À FAIRE:
[A] Citez l'étude sur les lois anti-cryptage de « Législation sur le » à « les services chiffrés. ».
[B] Pour chaque affirmation, dites par oui ou par non si elle concorde avec l'étude sur les lois anti-cryptage et citez les mots décisifs. (i) La proposition sur le contrôle des conversations est encore discutée au sein de l'UE. (ii) Les États-Unis y sont présentés comme un pays autocratique. (iii) L'Allemagne y est décrite comme restant le havre de paix pour les services chiffrés.

━━ TEXTE DU DOCUMENT ━━

Législation sur le chiffrement : Guide de l'état mondial des lois anti-cryptage.
Cette étude sur les tendances mondiales en matière de chiffrement montre pourquoi l'Europe - et en particulier l'Allemagne - reste le havre de paix pour les services chiffrés.
Dans cette étude sur les tendances politiques, nous nous concentrons sur la législation anti-cryptage dans le monde entier, couvrant les lois ou les propositions qui visent à affaiblir ou à briser le cryptage de bout en bout dans les services de communication. Alors que les communications sécurisées sont menacées depuis longtemps déjà dans des pays autocratiques comme la Russie et la Chine, elles sont de plus en plus soumises à des pressions dans des pays démocratiques comme les États-Unis, le Royaume-Uni et l’Union européenne. Ces lois contre le chiffrement tentent généralement de forcer les fournisseurs de communications à mettre en place une porte dérobée dans leur chiffrement afin que les forces de l’ordre puissent filtrer les données à la recherche d’activités suspectes. La proposition très critiquée sur le contrôle des conversations est un excellent exemple de ce type de porte dérobée. Elle est toujours en discussion au sein de l’UE, mais sans aucune exigence en matière de porte dérobée.

━━━
━━ DONNÉES FOURNIES ━━

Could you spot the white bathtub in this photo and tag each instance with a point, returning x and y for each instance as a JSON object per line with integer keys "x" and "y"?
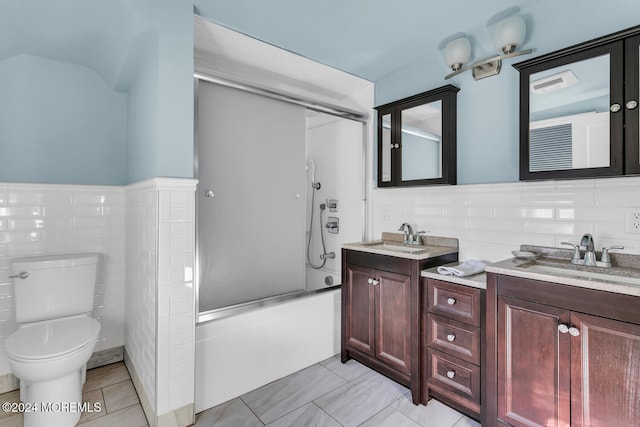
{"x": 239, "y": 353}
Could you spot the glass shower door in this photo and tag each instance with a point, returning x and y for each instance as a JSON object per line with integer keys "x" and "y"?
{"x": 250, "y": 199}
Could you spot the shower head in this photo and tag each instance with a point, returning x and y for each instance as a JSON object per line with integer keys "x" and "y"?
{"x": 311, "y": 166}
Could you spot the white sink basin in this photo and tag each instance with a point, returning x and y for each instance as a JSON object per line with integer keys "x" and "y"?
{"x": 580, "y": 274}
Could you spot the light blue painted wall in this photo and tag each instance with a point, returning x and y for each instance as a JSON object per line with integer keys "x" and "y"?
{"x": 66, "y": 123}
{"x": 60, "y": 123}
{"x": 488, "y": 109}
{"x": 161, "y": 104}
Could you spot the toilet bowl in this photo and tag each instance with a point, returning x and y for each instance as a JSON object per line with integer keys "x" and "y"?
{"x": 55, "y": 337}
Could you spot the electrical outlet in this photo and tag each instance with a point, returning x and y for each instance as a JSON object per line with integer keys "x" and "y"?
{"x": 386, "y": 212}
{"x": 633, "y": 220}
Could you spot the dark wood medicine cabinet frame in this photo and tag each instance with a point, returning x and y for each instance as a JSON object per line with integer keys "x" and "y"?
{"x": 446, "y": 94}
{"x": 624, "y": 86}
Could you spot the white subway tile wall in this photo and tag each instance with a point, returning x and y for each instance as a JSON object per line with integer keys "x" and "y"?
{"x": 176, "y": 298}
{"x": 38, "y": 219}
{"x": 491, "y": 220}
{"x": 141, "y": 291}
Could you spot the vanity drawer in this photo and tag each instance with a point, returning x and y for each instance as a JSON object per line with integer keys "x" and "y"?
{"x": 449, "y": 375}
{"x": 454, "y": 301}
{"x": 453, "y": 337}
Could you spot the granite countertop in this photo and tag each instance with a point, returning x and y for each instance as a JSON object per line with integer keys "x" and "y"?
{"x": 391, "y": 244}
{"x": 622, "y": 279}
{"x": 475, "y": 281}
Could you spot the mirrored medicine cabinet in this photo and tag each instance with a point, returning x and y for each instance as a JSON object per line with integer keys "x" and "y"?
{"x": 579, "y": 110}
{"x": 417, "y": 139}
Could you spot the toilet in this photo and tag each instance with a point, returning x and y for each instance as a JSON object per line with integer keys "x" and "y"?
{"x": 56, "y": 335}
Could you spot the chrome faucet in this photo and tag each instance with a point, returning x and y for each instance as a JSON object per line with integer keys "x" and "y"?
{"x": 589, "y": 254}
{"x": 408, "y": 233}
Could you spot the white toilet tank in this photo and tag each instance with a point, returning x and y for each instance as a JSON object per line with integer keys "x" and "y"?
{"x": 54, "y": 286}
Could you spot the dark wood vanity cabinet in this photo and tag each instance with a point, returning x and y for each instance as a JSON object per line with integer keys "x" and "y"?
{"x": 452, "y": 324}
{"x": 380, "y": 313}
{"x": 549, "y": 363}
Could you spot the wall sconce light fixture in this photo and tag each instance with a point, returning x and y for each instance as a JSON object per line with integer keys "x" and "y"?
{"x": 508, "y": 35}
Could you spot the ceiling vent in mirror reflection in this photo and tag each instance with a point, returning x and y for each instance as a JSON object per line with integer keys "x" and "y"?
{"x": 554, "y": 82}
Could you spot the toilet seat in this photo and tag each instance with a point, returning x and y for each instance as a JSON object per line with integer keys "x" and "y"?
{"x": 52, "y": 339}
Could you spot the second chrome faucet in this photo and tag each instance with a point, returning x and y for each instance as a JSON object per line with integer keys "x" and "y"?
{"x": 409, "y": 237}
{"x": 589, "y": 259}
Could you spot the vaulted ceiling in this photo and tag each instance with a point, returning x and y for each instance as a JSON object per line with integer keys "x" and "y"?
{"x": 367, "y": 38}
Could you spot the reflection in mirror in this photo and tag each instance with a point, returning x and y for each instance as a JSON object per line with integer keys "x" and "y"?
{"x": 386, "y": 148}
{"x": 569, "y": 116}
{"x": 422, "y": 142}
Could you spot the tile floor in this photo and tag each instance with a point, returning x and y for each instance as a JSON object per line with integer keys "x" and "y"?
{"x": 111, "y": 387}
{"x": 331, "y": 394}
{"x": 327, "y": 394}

━━━

TÂCHES RÉSOLUES:
[A]
Législation sur le chiffrement : Guide de l'état mondial des lois anti-cryptage.
Cette étude sur les tendances mondiales en matière de chiffrement montre pourquoi l'Europe - et en particulier l'Allemagne - reste le havre de paix pour les services chiffrés.

[B]
(i) Oui : « Elle est toujours en discussion au sein de l’UE ».
(ii) Non : « dans des pays démocratiques comme les États-Unis, le Royaume-Uni et l’Union européenne ».
(iii) Oui : « l'Europe - et en particulier l'Allemagne - reste le havre de paix pour les services chiffrés ».